> Passage
- - - -

These data support similar findings by Cohen et al. who, in a 2012 study, found no bacterial growth in 22 samples of HPDHM that were thawed and refrigerated for 24–122 hours of routine NICU handling.²⁸ However, 33% (2/6) bottles of fortified HPDHM exhibited bacterial growth. A 2015 study by Vickers et al.³² found that there was no evidence of microbial growth in HPDHM when thawed and stored at 4°C for up to 9 days. This study utilized 42 randomly selected samples of HPDHM from a HMBANA milk bank. Study milk handling protocol aimed to mimic that which may be found in an NICU feeding room and, on average, the refrigerator was opened 27 times per day.³² These data suggest that unfortified HPDHM maintains its antimicrobial defenses and remains free of microbial growth when stored at 4°C for up to 9 days.

Effects on macronutrient concentration

One published study has addressed the retention of macronutrients during refrigerated storage of HPDHM, and only protein concentration was assessed. In the 2016 study by Meng et al., HPDHM stored at 4°C exhibited no significant change in total protein concentration (p = 0.27) between 0 and 7 days.³⁵

Effects on bactericidal capacity and bioactive factors

There are two studies that examine the impact of refrigerated storage on bactericidal capacity and the activity of immunological factors in HPDHM. In their 2008 study, Silvestre et al. determined that the bactericidal capacity of HPDHM against Escherichia coli exhibited no significant changes during 72 hours of refrigerated storage (at 4–6°C).²⁶ In 2016, Meng et al. reported no significant changes in the activity of lysozyme (p = 0.77) and sIgA (p = 0.49) after 7 days of refrigerated storage.³⁵

In 2018, Salcedo et al.³⁷ published a study looking at the effects of heat treatment and storage time on the concentration of gangliosides in HM. Gangliosides are glycolipids primarily associated with the milk fat globule membrane, and their content and profile constituents vary throughout lactation. GD3 (Neu5Ac α2-8 Neu5Ac α2-3 Gal β1-4Glc β1-1 ceramide) is most abundant during the first few days of lactation, whereas GM3 (Neu5Ac α2-3 Gal β1-4Glc β1-1 ceramide) is found in the highest proportion in mature HM.³⁹ Salcedo et al. found that storage for up to 90 days at 4°C had no significant impact on either total or specific ganglioside content in HPDHM.³⁷

Frozen storage of HPDHM

While storing raw and pasteurized HM at −80°C minimizes changes to many properties, it is impractical for milk banks and neonatal units primarily due to its expense.^40,41 Freezer storage at −20°C is much more commonplace. This section summarizes the findings from the nine studies published examining the impact of frozen storage conditions on pH and microbial growth, as well as the retention of macronutrients, immunological activity, and enzymatic activity (Table 3).

- - - -

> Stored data
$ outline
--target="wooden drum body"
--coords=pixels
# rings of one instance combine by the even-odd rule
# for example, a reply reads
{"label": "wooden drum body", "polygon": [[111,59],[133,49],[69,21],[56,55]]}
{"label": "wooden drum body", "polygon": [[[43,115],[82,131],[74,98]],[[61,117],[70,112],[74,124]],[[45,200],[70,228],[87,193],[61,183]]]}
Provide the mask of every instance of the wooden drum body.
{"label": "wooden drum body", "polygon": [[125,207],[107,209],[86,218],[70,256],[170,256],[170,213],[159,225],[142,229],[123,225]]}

- - - -

> Work request A
Extract the part of the donor milk storage passage that begins at the words "While storing raw" and ends after the words "activity (Table 3).".
> Work request B
According to the donor milk storage passage, how many times per day, on average, was the refrigerator opened in the Vickers et al. study?
The stored data have no role here.

> Exercise answer A
While storing raw and pasteurized HM at −80°C minimizes changes to many properties, it is impractical for milk banks and neonatal units primarily due to its expense.^40,41 Freezer storage at −20°C is much more commonplace. This section summarizes the findings from the nine studies published examining the impact of frozen storage conditions on pH and microbial growth, as well as the retention of macronutrients, immunological activity, and enzymatic activity (Table 3).

> Exercise answer B
27 times per day